The output must match the entries below exactly.

▬▬▬▬▬▬▬▬▬▬

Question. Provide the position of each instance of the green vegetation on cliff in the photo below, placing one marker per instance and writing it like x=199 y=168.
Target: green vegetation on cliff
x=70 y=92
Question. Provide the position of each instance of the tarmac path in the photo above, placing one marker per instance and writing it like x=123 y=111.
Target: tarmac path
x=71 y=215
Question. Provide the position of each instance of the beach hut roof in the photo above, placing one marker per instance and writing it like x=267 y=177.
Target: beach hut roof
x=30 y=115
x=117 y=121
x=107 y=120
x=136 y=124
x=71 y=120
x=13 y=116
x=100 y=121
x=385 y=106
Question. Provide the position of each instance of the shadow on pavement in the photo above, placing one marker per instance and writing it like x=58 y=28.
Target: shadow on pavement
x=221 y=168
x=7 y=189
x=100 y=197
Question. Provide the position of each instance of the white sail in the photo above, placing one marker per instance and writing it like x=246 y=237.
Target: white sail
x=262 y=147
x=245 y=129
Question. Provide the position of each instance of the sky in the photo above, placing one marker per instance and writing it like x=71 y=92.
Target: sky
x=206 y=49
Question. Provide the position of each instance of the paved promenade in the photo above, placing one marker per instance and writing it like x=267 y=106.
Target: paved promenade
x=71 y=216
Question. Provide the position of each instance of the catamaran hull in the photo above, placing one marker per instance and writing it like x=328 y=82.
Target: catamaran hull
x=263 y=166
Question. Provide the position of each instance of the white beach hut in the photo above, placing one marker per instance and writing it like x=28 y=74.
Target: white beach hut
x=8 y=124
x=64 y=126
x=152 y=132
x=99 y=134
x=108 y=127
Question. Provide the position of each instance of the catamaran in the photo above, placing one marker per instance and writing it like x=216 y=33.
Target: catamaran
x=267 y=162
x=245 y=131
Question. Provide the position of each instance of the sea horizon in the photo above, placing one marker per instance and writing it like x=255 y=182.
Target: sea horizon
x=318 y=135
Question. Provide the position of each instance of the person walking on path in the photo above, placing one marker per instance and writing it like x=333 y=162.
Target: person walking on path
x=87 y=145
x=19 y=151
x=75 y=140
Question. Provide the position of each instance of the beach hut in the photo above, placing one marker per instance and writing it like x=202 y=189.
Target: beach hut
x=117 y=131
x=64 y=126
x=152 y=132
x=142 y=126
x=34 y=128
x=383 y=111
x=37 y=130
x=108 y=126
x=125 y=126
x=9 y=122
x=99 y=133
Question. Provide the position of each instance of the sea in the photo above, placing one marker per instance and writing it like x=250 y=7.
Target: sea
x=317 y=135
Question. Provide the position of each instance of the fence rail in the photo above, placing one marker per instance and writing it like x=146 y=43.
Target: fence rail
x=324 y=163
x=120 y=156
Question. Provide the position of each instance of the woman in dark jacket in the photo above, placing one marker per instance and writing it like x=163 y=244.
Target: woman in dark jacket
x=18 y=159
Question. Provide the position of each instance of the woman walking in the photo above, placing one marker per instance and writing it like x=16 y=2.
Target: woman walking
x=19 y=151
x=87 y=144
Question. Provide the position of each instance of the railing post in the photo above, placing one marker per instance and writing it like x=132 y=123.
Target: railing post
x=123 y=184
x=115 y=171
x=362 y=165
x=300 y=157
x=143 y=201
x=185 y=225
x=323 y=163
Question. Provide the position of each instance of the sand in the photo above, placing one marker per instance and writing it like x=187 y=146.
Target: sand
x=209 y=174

▬▬▬▬▬▬▬▬▬▬

OUTPUT FOR THIS TASK:
Question. Provide the position of each instance of the green vegetation on cliff in the photo below, placing one marker per instance and writing it like x=199 y=168.
Target: green vegetation on cliff
x=70 y=92
Question. Provide the position of each instance of the tarmac path in the photo above, placing one marker per instance and writing it like x=123 y=111.
Target: tarmac path
x=71 y=215
Question. Provide the position of each instance of the beach hut roof in the photo above, placing one marker per instance and writing it like x=267 y=177.
Target: beach hut roof
x=30 y=115
x=117 y=121
x=107 y=120
x=136 y=124
x=71 y=120
x=13 y=116
x=100 y=121
x=385 y=106
Question. Provide the position of each instance of the shadow on pavement in the photo above, placing one marker per instance and writing it like x=58 y=28.
Target: shadow on pavement
x=221 y=168
x=7 y=189
x=100 y=197
Question. Provide the position of each instance of the white sail in the photo above, placing one marker per instance and writing it like x=246 y=237.
Target: white sail
x=262 y=147
x=245 y=129
Question. Provide the position of each instance of the sky in the photo above, placing one marker per instance and writing it like x=71 y=92.
Target: sky
x=206 y=49
Question. Provide the position of each instance of the paved promenade in the photo above, placing one marker per instance and writing it like x=267 y=106.
Target: paved promenade
x=71 y=216
Question. Provide the position of each instance of the catamaran hull in the photo above, placing one marker per instance and writing it like x=328 y=82.
Target: catamaran hull
x=263 y=166
Question. Provide the position of each instance of the white beach hut in the photo above, placing one marker per instance and writing it like x=28 y=74.
Target: white beach hut
x=8 y=124
x=64 y=126
x=152 y=132
x=99 y=134
x=108 y=127
Question. Provide the position of each instance of the catamaran in the photo above, placing one marker per instance and writing it like x=216 y=33.
Target: catamaran
x=267 y=162
x=245 y=131
Question. Provide the position of each instance of the sea horizon in the photo above, placing one marker per instance and writing it like x=255 y=182.
Target: sea horizon
x=318 y=135
Question. Provide the position of each instance of the person walking on path in the photo above, placing one marker per instance and writing it like x=333 y=162.
Target: person walking on path
x=87 y=145
x=19 y=151
x=75 y=140
Question. Provide the position of each instance of the beach hut in the photo above, placing one marker per instance and writing it like x=202 y=189.
Target: beach hut
x=117 y=131
x=64 y=126
x=152 y=132
x=142 y=126
x=34 y=128
x=383 y=111
x=37 y=130
x=108 y=126
x=125 y=126
x=9 y=122
x=99 y=133
Question. Provide the position of each instance of the sea in the photo above, placing one marker per instance and writing it like x=250 y=7.
Target: sea
x=317 y=135
Question. Provide the position of each instance of the fence rail in the photo above, placing one marker per instance and writing it like x=146 y=43.
Target: fence rail
x=324 y=163
x=120 y=156
Question. Provide the position of each instance of the woman in dark jacket in the photo above, placing one marker per instance and writing it like x=163 y=244.
Target: woman in dark jacket
x=18 y=159
Question. Provide the position of each instance of the woman walking in the photo above, placing one marker per instance and writing it like x=16 y=2.
Target: woman walking
x=19 y=151
x=87 y=144
Question. Provide the position of each instance of the railing post in the photo above, placing one marker per instance and writing it like x=132 y=123.
Target: railing post
x=123 y=184
x=115 y=171
x=362 y=165
x=300 y=157
x=143 y=201
x=185 y=225
x=323 y=163
Question. Provide the position of each instance of the sand in the photo above, placing one marker per instance and writing it like x=187 y=146.
Target: sand
x=209 y=174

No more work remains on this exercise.